■ **Work to be completed**
From the data below, copy exactly the lines that lie between the one holding "# provide a point for each instance of the white fabric" and the one holding "wearing glasses, formatted", including both, and nothing more.

■ **Data for this task**

-*-

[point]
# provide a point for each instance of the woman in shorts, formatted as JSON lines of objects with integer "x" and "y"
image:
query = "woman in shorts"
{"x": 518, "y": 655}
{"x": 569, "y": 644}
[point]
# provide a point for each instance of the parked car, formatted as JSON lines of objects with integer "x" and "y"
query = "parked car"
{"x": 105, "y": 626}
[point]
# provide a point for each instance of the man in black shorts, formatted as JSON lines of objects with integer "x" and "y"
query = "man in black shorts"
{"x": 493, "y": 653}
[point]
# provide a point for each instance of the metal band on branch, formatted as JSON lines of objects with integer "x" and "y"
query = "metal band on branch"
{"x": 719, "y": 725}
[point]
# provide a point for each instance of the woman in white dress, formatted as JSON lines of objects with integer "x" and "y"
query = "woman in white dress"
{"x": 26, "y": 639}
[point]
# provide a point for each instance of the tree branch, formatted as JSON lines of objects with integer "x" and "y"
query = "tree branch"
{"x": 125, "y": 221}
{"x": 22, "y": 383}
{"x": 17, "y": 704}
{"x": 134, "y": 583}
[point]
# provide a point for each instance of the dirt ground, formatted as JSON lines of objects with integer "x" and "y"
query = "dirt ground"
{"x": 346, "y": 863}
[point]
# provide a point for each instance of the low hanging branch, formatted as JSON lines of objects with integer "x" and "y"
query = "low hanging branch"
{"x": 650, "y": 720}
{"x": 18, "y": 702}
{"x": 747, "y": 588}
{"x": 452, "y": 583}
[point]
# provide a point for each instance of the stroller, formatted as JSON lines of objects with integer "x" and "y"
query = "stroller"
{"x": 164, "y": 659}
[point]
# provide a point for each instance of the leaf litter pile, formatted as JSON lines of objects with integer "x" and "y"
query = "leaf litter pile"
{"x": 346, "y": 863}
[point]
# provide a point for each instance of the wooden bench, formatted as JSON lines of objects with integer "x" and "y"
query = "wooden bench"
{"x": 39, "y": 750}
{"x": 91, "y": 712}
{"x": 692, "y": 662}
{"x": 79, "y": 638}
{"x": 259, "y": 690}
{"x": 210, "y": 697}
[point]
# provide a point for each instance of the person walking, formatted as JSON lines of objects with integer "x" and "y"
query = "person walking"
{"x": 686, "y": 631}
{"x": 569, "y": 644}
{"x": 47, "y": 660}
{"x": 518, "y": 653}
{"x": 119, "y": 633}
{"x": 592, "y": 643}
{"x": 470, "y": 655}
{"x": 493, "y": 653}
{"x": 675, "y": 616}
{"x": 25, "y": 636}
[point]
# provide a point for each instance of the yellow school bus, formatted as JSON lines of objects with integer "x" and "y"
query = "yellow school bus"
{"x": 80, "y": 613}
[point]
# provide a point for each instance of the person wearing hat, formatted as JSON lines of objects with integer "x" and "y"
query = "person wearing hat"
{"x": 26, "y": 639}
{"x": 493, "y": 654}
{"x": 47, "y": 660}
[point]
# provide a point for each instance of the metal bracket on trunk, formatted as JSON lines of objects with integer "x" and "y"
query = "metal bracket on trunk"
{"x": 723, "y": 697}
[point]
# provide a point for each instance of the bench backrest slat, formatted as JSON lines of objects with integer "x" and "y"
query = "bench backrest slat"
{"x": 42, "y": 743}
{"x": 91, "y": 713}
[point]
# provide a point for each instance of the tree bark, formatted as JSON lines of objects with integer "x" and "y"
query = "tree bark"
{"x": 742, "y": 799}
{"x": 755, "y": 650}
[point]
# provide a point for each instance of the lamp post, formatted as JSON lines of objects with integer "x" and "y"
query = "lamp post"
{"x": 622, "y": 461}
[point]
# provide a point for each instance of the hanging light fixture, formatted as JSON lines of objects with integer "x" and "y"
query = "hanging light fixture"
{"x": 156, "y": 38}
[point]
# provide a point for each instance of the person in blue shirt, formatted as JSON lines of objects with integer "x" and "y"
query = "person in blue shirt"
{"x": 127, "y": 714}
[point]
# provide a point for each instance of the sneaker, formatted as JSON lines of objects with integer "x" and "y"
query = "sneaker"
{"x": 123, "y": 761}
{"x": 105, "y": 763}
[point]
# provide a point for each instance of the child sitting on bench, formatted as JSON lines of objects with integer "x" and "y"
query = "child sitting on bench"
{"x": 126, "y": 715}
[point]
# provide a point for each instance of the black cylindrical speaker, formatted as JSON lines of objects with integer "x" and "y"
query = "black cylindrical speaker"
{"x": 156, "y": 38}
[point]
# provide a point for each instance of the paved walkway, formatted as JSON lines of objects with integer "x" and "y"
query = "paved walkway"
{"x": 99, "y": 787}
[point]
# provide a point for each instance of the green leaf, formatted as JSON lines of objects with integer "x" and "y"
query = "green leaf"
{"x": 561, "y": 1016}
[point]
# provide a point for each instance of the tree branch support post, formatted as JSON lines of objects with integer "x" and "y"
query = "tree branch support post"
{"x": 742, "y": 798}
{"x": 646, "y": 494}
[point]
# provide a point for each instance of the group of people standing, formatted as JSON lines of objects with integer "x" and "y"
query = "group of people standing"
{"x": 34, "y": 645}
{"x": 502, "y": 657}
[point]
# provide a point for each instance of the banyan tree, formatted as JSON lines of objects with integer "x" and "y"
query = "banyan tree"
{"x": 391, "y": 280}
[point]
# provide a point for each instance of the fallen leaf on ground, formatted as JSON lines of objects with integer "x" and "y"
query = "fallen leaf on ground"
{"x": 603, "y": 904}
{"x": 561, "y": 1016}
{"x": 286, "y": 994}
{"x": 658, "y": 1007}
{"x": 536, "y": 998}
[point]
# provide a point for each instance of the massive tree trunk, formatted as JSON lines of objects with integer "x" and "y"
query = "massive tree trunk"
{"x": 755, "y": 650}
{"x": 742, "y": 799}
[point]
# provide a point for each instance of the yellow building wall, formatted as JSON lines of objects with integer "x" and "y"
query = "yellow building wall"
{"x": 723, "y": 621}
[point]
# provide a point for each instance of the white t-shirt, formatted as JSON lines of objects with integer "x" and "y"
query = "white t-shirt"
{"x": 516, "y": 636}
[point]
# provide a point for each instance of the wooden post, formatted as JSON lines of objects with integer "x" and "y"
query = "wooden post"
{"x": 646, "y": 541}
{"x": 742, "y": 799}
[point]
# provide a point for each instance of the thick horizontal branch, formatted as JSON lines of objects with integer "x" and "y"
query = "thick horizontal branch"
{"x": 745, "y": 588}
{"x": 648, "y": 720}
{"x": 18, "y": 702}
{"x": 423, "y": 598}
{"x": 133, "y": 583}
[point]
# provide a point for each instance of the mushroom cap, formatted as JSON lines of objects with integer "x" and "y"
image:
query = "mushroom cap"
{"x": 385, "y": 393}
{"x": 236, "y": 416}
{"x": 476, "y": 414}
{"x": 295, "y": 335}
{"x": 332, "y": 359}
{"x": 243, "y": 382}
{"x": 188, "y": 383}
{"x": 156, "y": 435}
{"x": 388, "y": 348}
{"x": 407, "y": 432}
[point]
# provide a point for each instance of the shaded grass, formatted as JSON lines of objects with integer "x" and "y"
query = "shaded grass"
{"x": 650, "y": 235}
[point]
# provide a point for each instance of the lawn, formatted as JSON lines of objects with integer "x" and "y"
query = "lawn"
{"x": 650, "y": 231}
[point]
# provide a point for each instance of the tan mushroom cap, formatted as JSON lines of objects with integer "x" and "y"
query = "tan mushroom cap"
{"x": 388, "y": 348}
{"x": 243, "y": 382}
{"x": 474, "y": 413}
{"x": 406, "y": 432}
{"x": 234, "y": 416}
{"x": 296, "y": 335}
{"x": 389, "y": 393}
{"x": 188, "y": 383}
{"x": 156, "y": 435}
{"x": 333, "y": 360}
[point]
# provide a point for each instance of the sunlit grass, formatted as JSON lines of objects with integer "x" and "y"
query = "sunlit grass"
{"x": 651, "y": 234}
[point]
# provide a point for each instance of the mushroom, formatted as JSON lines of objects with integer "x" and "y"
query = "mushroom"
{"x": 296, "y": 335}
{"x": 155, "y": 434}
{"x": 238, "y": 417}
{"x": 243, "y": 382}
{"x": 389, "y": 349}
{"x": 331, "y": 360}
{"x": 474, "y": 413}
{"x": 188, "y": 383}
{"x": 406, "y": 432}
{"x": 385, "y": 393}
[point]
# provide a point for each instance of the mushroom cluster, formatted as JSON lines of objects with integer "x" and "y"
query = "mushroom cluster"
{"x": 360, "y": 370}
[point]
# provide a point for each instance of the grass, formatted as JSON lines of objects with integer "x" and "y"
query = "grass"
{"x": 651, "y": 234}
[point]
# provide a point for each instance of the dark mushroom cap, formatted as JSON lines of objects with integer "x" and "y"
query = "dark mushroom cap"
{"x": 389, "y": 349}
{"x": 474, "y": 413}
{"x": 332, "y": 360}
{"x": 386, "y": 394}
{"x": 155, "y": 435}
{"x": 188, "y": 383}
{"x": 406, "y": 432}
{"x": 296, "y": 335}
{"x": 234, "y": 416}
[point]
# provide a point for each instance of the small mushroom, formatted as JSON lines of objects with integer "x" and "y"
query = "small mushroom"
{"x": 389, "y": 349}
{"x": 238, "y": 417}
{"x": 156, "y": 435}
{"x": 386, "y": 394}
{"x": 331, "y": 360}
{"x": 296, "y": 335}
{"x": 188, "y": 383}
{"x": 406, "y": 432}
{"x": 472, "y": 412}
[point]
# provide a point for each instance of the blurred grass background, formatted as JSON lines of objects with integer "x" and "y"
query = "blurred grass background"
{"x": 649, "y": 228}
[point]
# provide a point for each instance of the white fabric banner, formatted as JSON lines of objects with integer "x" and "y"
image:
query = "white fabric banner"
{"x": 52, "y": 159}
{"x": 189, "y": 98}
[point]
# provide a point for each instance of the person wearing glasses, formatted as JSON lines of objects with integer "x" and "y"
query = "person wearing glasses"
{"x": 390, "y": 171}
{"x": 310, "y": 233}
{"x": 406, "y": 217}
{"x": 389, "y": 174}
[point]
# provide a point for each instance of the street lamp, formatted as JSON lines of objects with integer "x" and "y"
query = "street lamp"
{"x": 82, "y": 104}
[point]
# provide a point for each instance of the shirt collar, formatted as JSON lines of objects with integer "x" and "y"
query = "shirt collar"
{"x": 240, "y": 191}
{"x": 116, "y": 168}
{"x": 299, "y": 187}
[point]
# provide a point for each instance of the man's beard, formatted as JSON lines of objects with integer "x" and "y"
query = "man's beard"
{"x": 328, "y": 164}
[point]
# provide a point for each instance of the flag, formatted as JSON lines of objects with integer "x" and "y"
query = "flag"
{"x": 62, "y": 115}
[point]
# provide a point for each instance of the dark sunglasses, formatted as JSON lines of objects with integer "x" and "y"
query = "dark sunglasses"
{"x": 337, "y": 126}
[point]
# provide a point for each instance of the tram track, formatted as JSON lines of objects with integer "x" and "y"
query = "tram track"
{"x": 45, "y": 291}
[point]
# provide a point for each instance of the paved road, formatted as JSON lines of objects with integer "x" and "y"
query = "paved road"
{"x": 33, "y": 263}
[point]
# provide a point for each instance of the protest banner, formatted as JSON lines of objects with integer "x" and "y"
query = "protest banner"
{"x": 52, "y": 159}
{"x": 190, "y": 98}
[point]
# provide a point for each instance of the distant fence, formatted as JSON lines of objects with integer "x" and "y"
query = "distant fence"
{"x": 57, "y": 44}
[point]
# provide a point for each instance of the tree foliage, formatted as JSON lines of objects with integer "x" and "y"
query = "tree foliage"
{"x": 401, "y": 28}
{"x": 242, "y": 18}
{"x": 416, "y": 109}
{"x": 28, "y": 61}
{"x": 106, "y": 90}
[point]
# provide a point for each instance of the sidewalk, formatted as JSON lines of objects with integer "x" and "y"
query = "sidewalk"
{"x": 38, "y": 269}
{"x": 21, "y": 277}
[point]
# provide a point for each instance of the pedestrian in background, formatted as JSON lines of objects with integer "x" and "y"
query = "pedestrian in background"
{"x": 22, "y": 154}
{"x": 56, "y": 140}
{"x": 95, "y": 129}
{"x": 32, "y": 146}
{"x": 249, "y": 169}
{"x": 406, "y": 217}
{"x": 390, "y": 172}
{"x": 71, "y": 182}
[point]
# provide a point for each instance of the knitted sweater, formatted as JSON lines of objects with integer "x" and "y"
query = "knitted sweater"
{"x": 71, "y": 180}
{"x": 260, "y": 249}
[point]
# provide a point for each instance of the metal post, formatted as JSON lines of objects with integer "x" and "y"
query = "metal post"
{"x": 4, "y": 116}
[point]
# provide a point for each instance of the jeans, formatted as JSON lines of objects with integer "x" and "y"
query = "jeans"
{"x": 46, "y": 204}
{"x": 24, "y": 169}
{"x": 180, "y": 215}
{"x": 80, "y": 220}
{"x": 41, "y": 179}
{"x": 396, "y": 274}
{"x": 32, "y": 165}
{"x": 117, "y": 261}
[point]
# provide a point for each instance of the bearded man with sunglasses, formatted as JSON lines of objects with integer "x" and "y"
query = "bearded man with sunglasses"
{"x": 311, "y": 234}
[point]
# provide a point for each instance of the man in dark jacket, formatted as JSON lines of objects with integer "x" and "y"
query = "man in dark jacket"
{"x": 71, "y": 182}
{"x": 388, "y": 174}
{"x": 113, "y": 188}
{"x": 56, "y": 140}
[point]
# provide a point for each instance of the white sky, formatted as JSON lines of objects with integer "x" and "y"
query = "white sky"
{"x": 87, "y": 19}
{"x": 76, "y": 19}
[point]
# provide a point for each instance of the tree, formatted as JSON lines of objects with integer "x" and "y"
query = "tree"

-*-

■ **Answer for the task**
# provide a point for each instance of the white fabric banner, formatted as JSON lines of objects with integer "x" and "y"
image:
query = "white fabric banner"
{"x": 52, "y": 159}
{"x": 189, "y": 98}
[point]
# provide a point for each instance of the person wearing glasses, formatted as JSON lines of objects with integer "x" and "y"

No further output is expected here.